====== Bagian Teks ======

MOJOK.CO – Tirto Adhi Soerjo dikenal sebagai Bapak Pers Indonesia. Namun, sebelum ia merintis industri media pribumi pertama di Indonesia, ternyata ia juga memiliki jalan perlawanan yang lain terhadap kolonialisme. Apa saja itu?
Sepak terjang Tirto Adhi Soerjo melawan kolonialisme berakar dari empat pijakan atau jalan. Menurut Sejarawan Muhidin M. Dahlan, pijakan pertama adalah melalui “jalan cendekiawan”.
Tirto, memang berasal dari keluarga Ningrat, yang pada masa itu cukup mendapatkan posisi istimewa jika kita bandingkan dengan pribumi lain. Maka, dengan privilesenya itu, Tirto menggali berbagai pemikiran radikal melalui pendidikan formal di sekolah.
Di kemudian hari, Tirto memilih untuk melepas status kebangsawanannya.

======

**Latihan Singkat 1:** Tuliskan ulang bagian teks tentang Tirto Adhi Soerjo mulai dari "Tirto, memang berasal" sampai dengan "formal di sekolah.".
**Latihan Singkat 2:** Sebutkan setiap kalimat dalam teks tentang Tirto Adhi Soerjo yang memuat kata "Tirto".
**Latihan Singkat 3:** Teruskan teks tentang Tirto Adhi Soerjo mulai dari kalimat terakhirnya.

====== Data Mentah ======

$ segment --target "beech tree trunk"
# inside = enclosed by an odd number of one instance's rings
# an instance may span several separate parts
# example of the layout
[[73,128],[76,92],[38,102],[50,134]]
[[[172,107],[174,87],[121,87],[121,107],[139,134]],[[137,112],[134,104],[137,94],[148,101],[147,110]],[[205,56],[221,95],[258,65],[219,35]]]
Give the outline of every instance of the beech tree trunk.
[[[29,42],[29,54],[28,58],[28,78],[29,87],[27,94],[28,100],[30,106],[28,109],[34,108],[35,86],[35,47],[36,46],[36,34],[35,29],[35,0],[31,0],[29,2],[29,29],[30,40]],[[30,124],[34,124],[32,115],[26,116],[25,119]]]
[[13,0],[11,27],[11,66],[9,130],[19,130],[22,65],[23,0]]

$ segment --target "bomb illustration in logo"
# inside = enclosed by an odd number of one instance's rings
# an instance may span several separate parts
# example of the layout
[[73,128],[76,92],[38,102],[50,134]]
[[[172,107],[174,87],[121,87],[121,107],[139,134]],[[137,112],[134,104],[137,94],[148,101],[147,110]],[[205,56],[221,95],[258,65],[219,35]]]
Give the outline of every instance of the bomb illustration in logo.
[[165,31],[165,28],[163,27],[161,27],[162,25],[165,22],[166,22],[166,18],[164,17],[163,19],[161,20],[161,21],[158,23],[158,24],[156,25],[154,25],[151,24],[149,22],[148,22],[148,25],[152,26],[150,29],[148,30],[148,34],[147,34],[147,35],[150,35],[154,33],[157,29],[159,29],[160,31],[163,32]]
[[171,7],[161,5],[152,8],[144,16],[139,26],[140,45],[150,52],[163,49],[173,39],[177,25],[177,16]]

======

**Jawaban Tertulis 1:**
Tirto, memang berasal dari keluarga Ningrat, yang pada masa itu cukup mendapatkan posisi istimewa jika kita bandingkan dengan pribumi lain. Maka, dengan privilesenya itu, Tirto menggali berbagai pemikiran radikal melalui pendidikan formal di sekolah.

**Jawaban Tertulis 2:**
1. Tirto Adhi Soerjo dikenal sebagai Bapak Pers Indonesia.
2. Sepak terjang Tirto Adhi Soerjo melawan kolonialisme berakar dari empat pijakan atau jalan.
3. Tirto, memang berasal dari keluarga Ningrat, yang pada masa itu cukup mendapatkan posisi istimewa jika kita bandingkan dengan pribumi lain.
4. Maka, dengan privilesenya itu, Tirto menggali berbagai pemikiran radikal melalui pendidikan formal di sekolah.
5. Di kemudian hari, Tirto memilih untuk melepas status kebangsawanannya.

**Jawaban Tertulis 3:**
Sementara jalan kedua perlawanan Tirto Adhi Soerjo terhadap kolonialisme, Muhidin menyebutnya sebagai “jalan dokter”. Selepas menyelesaikan pendidikan kelas menengah atau HBS, Tirto melanjutkan studinya di sekolah dokter bumiputera School tot Opleiding Inlandsche Artshen atau STOVIA pada 1893.
“STOVIA itu bukan sekadar sekolah guru suntik, tetapi juga perguruan tempat bertumbuknya ide-ide radikal, yang mana asrama menjadi arena diskursus dan beberapa pentolan pergerakan nasional hingga kemerdekaan berpusat di STOVIA,” kata Muhidin, dalam pemaparannya di Jasmerah yang tayang di kanal Youtube Mojokdotco, dikutip Selasa (21/3/2023).
“Tirto adalah bagian yang inheren dalam dialektika gagasan kebangsaan di STOVIA, termasuk perlawanan internal dalam sistem pendidikan yang diskriminatif,” sambungnya.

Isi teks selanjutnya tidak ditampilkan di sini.